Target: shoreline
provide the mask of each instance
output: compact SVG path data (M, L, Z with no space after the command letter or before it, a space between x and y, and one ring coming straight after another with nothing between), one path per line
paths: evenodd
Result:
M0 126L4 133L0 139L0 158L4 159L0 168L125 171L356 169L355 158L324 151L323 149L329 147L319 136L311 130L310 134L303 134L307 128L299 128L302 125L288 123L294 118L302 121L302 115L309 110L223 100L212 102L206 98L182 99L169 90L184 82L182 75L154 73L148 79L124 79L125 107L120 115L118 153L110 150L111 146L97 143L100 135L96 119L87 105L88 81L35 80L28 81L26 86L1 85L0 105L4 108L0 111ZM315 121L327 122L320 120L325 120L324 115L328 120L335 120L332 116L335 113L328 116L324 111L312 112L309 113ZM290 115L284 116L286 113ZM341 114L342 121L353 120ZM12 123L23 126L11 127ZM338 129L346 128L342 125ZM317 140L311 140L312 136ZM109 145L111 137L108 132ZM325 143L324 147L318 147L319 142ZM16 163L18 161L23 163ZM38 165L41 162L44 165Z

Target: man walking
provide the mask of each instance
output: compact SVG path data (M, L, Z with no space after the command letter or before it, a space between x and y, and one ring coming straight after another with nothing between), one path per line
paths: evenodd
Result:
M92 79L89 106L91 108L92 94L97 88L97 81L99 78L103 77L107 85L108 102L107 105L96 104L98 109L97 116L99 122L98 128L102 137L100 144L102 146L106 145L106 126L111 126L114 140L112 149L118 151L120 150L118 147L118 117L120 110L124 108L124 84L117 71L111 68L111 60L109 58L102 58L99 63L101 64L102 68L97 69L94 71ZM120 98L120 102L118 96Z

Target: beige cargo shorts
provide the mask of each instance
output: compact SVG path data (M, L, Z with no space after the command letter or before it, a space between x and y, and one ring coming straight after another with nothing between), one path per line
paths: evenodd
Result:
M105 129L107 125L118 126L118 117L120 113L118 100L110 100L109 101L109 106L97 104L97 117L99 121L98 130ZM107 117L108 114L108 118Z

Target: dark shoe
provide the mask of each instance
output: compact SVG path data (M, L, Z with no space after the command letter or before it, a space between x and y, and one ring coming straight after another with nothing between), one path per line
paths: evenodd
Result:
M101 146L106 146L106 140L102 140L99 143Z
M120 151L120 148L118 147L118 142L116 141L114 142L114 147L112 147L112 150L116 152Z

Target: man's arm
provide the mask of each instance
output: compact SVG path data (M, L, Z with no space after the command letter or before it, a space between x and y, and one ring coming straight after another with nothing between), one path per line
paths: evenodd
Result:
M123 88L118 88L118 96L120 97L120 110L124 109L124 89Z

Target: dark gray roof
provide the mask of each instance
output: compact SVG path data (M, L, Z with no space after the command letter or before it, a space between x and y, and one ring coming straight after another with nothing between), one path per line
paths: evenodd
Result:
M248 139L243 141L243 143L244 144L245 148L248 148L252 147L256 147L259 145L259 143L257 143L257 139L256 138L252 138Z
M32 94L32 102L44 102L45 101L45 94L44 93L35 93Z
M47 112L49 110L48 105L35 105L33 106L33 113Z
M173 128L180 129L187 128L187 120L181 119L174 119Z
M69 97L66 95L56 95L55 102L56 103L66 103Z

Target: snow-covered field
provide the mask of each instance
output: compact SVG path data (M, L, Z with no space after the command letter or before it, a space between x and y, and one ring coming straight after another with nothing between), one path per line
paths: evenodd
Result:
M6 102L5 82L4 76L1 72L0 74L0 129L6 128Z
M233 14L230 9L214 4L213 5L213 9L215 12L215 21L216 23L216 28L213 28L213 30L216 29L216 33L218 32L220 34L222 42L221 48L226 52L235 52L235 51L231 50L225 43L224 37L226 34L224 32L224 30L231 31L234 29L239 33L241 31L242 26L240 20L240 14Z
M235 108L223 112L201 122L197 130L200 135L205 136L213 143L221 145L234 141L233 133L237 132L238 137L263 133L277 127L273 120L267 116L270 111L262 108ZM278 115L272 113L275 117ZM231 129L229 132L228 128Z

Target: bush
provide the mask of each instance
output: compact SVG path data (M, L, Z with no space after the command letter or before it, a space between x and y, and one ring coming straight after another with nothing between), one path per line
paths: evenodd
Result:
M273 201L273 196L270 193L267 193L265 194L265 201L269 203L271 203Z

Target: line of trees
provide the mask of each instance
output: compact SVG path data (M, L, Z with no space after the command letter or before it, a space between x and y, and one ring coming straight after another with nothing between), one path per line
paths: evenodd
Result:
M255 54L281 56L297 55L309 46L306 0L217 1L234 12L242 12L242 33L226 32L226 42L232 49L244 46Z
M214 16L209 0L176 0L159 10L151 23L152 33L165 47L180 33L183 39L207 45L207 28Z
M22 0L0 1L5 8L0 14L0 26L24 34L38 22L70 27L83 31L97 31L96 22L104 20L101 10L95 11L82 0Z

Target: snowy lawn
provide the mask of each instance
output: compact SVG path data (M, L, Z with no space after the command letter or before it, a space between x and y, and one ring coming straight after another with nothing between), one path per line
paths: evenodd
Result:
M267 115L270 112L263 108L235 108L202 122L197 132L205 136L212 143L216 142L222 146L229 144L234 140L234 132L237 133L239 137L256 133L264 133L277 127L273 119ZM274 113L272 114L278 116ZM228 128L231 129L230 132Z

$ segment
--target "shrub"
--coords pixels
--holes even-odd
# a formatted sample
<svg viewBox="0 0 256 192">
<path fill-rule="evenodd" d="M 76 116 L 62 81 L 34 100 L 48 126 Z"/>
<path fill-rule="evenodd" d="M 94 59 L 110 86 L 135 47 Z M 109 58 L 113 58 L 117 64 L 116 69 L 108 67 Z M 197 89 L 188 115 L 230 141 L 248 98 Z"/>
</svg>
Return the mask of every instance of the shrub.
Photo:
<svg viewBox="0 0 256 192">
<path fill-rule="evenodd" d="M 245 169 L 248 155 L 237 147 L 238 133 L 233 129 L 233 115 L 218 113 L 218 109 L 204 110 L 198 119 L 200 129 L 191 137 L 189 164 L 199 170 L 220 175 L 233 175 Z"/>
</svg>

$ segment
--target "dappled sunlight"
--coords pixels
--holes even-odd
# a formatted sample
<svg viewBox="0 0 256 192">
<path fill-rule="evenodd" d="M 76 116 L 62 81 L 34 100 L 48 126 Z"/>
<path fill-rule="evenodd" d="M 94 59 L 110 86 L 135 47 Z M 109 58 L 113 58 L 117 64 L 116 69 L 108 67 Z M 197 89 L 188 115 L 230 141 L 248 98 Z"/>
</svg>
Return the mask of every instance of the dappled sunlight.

_____

(Your instructions): Retype the lines of the records without any change, starting with the line that contains "Target: line of trees" and going on through the line that contains "M267 115L270 112L263", with both of those lines included.

(Complete answer):
Target: line of trees
provide the mask of each instance
output: compact SVG path data (M, L, Z with no space after the command letter or before it, a space between x and y, and one ring coming straight after another with nothing between), one path per line
paths: evenodd
Result:
M255 54L281 56L297 55L309 46L306 0L217 1L234 12L242 12L242 33L226 32L226 42L232 49L244 46Z
M214 16L209 0L176 0L159 10L151 23L152 33L165 47L180 33L183 39L207 45L207 28Z
M22 0L0 1L5 8L0 14L0 26L24 34L38 22L70 27L83 31L97 31L96 22L104 20L101 10L95 11L82 0Z

Target: snowy lawn
provide the mask of each instance
output: compact SVG path data (M, L, Z with no space after the command letter or before it, a space between x and y, and one ring coming straight after another with nothing between), one path per line
paths: evenodd
Result:
M267 115L270 112L263 108L235 108L202 122L197 132L205 136L212 143L216 142L222 146L229 144L234 140L234 132L237 133L239 137L256 133L264 133L277 127L273 119ZM274 113L272 114L278 116ZM228 128L231 129L230 132Z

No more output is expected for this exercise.